:: Selected excerpt ::
BC is a malignant tumor that is particularly prone to recurrence, which ranked the top 10 cancers all over the world, with extremely high mortality and morbidity (Barone et al., 2015). However, studies on early diagnosis of BC and specific markers are still lacking, and current treatments for BC are also unsatisfactory; it is important to further explore precise strategies for gene regulatory networks in BC. As a rising star in cancer, circRNAs also play pivotal roles in the progression of BC. CircTFRC was reported to be significantly upregulated in 57 cases of BC tissues compared with adjacent normal tissues, and with the increase of tumor stages and grades, its expression level enhanced significantly; miR-107 was proved to be sponged by highly expressed circTFRC, which led to the downstream target gene TFRC release and drive the progression of BC, coincidentally; the target gene TFRC was the ancestral gene of circTFRC (Su et al., 2019). PI3K/AKT signaling pathway is a common and important transduction pathway for diversified cancer cell proliferation and metastasis (Zhang et al., 2017). Yang C. et al. (2019) applied RNA interference technology to silence the expression of circUVRAG. Downregulation of circUVRAG led to the upregulation of miRNA-223 and suppression of fibroblast growth factor receptor 2, which is an important activator of the PI3K/AKT signaling pathway. CircRNA circSLC8A1 was confirmed to be lowly expressed in nearly 100 pairs of BC tissues compared with adjacent normal tissues, which led to the discharge of downstream sponged miR-494, miR-130b, and the depression of PTEN. PTEN has been widely considered as a tumor suppressor gene and negatively regulates the PI3K/AKT pathway (Lu et al., 2019).

EMT and angiogenesis processes are important hallmarks of BC progression (Yang et al., 2020). CircPRMT5 can drive the EMT process of BC by sponging miR-30c and liberating the transcription factor snail (Chen X. et al., 2018). CircHIPK3 contains two key miR-558 response elements due to its expression level being too low to sponge enough miR-558, resulting in lowly expressed HPSE inhibiting invasion and migration of BC cells (Li Y. et al., 2017). Interestingly, circHIPK3 has been reported to play a role in driving tumor progression both in PCa and RCC (Liu F. et al., 2020; Han et al., 2020). Highly expressed circMYLK and circ0001429 in BC can enhance VEGFA gene expression by, respectively, sponging miR-29a and miR-205-5p, resulting in enhanced tumor angiogenesis process (Zhong et al., 2017; Cao W. et al., 2019).

:: Stored data entries ::
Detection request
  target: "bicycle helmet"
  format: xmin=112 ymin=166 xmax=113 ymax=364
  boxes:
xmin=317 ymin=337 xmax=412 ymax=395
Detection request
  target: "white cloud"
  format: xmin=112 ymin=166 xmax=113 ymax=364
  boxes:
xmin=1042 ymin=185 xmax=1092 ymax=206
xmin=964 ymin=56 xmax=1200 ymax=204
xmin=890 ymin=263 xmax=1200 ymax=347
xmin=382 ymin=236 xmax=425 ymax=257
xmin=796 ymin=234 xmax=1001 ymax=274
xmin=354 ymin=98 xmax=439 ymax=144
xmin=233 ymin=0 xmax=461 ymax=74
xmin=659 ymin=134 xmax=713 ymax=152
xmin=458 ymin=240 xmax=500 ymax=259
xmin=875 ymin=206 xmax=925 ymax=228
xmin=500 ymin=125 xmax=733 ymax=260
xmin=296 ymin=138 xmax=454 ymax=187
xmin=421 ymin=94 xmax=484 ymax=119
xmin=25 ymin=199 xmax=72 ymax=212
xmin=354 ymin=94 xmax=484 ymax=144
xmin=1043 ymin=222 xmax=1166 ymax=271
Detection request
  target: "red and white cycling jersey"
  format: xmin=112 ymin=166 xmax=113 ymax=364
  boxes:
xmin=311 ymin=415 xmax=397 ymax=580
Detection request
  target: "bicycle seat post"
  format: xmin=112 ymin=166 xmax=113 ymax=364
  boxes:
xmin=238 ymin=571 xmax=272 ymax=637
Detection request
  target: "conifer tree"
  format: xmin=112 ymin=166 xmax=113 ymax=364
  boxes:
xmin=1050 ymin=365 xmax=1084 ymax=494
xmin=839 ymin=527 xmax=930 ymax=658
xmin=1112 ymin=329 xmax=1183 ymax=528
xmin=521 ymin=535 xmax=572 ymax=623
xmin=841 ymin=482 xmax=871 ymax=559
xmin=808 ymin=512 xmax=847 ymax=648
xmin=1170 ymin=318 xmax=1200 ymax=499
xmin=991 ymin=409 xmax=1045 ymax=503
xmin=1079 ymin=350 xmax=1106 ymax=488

:: Task 1 ::
According to the text on circRNAs in BC, in how many cases of BC tissues was circTFRC reported to be significantly upregulated compared with adjacent normal tissues?
:: Task 2 ::
Can you condense the paragraph of the text on circRNAs in BC that begins "EMT and angiogenesis processes" into a short bulleted list that keeps its main facts?
:: Task 3 ::
Write out the passage of the text on circRNAs in BC from "EMT and angiogenesis" to "W. et al., 2019).".
These items have no role in any of the work here.

:: Written reply 1 ::
57 cases.

:: Written reply 2 ::
- EMT and angiogenesis are important hallmarks of BC progression.
- CircPRMT5 drives EMT in BC by sponging miR-30c and liberating the transcription factor snail.
- CircHIPK3 contains two key miR-558 response elements. Its low expression leaves too little to sponge enough miR-558. The result is lowly expressed HPSE, which inhibits invasion and migration of BC cells.
- CircHIPK3 has also been reported to drive tumor progression in PCa and RCC.
- Highly expressed circMYLK and circ0001429 enhance VEGFA expression by sponging miR-29a and miR-205-5p, respectively, enhancing tumor angiogenesis.

:: Written reply 3 ::
EMT and angiogenesis processes are important hallmarks of BC progression (Yang et al., 2020). CircPRMT5 can drive the EMT process of BC by sponging miR-30c and liberating the transcription factor snail (Chen X. et al., 2018). CircHIPK3 contains two key miR-558 response elements due to its expression level being too low to sponge enough miR-558, resulting in lowly expressed HPSE inhibiting invasion and migration of BC cells (Li Y. et al., 2017). Interestingly, circHIPK3 has been reported to play a role in driving tumor progression both in PCa and RCC (Liu F. et al., 2020; Han et al., 2020). Highly expressed circMYLK and circ0001429 in BC can enhance VEGFA gene expression by, respectively, sponging miR-29a and miR-205-5p, resulting in enhanced tumor angiogenesis process (Zhong et al., 2017; Cao W. et al., 2019).